*Data for this task*
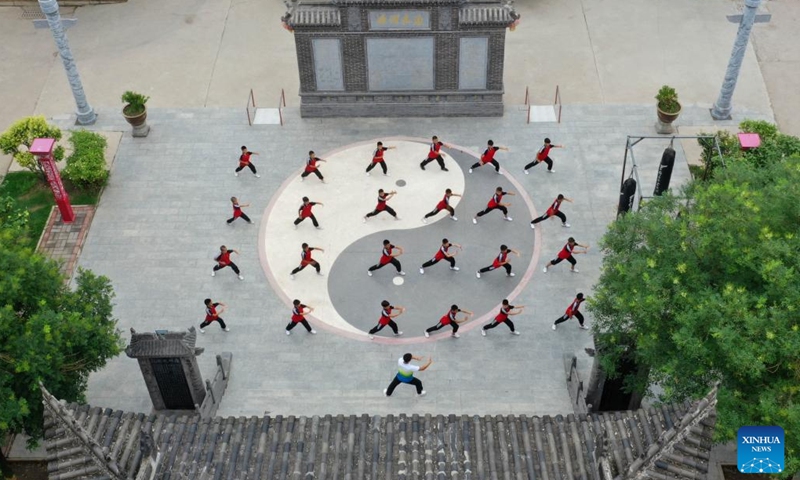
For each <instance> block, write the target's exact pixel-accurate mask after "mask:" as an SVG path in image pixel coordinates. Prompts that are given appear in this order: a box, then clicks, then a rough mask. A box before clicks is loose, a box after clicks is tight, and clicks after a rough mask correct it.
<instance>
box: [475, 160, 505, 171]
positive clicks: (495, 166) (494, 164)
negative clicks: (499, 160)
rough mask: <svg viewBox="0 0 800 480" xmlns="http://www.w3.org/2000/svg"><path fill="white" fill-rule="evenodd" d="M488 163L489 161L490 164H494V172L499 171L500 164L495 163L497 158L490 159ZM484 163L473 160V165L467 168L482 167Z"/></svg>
mask: <svg viewBox="0 0 800 480" xmlns="http://www.w3.org/2000/svg"><path fill="white" fill-rule="evenodd" d="M488 163H491V164H492V165H494V171H495V172H499V171H500V164H499V163H497V160H495V159H492V160H490V161H489V162H488ZM484 165H486V164H485V163H481V162H475V165H473V166H471V167H469V168H471V169H475V168H478V167H482V166H484Z"/></svg>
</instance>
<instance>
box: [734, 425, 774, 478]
mask: <svg viewBox="0 0 800 480" xmlns="http://www.w3.org/2000/svg"><path fill="white" fill-rule="evenodd" d="M738 437H739V444H738V446H737V449H736V454H737V455H736V456H737V463H738V464H739V471H740V472H742V473H781V472H782V471H783V466H784V463H783V460H784V459H783V444H784V442H783V428H781V427H775V426H771V427H742V428H740V429H739V435H738Z"/></svg>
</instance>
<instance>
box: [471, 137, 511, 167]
mask: <svg viewBox="0 0 800 480" xmlns="http://www.w3.org/2000/svg"><path fill="white" fill-rule="evenodd" d="M498 150H505V151H506V152H507V151H509V150H508V148H506V147H498V146H495V144H494V142H493V141H491V140H489V143H488V144H487V146H486V150H484V151H483V154H482V155H481V160H480V161H479V162H475V164H474V165H473V166H471V167H469V173H472V170H473V169H475V168H478V167H482V166H484V165H486V164H487V163H491V164H492V165H494V172H495V173H496V174H498V175H500V164H499V163H497V160H495V159H494V154H495V153H497V151H498Z"/></svg>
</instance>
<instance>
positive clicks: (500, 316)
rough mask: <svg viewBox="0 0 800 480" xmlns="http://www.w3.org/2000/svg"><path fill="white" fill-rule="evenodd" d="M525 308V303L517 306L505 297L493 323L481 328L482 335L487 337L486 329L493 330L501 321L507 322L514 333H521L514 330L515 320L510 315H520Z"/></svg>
mask: <svg viewBox="0 0 800 480" xmlns="http://www.w3.org/2000/svg"><path fill="white" fill-rule="evenodd" d="M523 309H525V305H518V306H516V307H515V306H514V305H511V304H509V302H508V299H507V298H506V299H504V300H503V304H502V305H501V306H500V312H499V313H498V314H497V316H496V317H494V320H492V323H489V324H487V325H484V326H483V328H482V329H481V335H483V336H484V337H485V336H486V330H491V329H493V328H494V327H496V326H498V325H500V324H501V323H505V324H506V326H507V327H508V328H509V329H510V330H511V334H512V335H519V332H518V331H516V330H514V322H512V321H511V319H510V318H508V317H511V316H514V315H519V314H520V313H522V310H523Z"/></svg>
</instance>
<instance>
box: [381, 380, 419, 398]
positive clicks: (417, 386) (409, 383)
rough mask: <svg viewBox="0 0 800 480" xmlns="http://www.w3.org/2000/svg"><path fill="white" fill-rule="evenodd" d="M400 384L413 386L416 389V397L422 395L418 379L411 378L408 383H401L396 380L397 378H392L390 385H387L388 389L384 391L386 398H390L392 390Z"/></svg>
mask: <svg viewBox="0 0 800 480" xmlns="http://www.w3.org/2000/svg"><path fill="white" fill-rule="evenodd" d="M401 383H408V384H409V385H414V386H415V387H417V395H419V394H420V393H422V381H420V379H419V378H413V377H412V378H411V381H410V382H401V381H400V380H398V379H397V377H394V378H393V379H392V383H390V384H389V388H387V389H386V396H387V397H391V396H392V393H393V392H394V389H395V388H397V386H398V385H400V384H401Z"/></svg>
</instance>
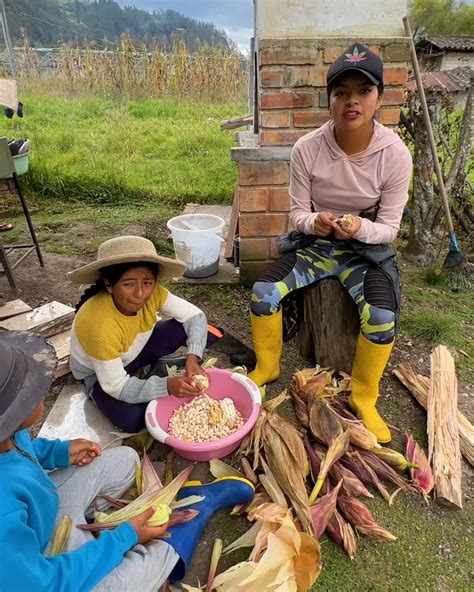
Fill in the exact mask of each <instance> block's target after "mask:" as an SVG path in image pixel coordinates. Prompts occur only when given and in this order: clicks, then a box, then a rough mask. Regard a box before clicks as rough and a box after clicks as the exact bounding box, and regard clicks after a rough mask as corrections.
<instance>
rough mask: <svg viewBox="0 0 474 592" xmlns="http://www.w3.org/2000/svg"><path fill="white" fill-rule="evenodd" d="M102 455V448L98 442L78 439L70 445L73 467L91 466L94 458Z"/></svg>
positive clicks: (70, 459)
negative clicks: (77, 466) (98, 443)
mask: <svg viewBox="0 0 474 592" xmlns="http://www.w3.org/2000/svg"><path fill="white" fill-rule="evenodd" d="M101 454H102V448H101V447H100V446H99V444H97V442H92V441H91V440H85V439H84V438H78V439H77V440H71V443H70V444H69V462H70V464H71V465H79V466H80V467H83V466H85V465H88V464H90V463H91V462H92V461H93V460H94V458H96V457H97V456H100V455H101Z"/></svg>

*Task*
Only the lines that contain the string "positive" are to be copied from the records.

*Task result*
positive clicks: (495, 166) (494, 164)
positive clicks: (500, 316)
positive clicks: (417, 386) (409, 383)
positive clicks: (70, 459)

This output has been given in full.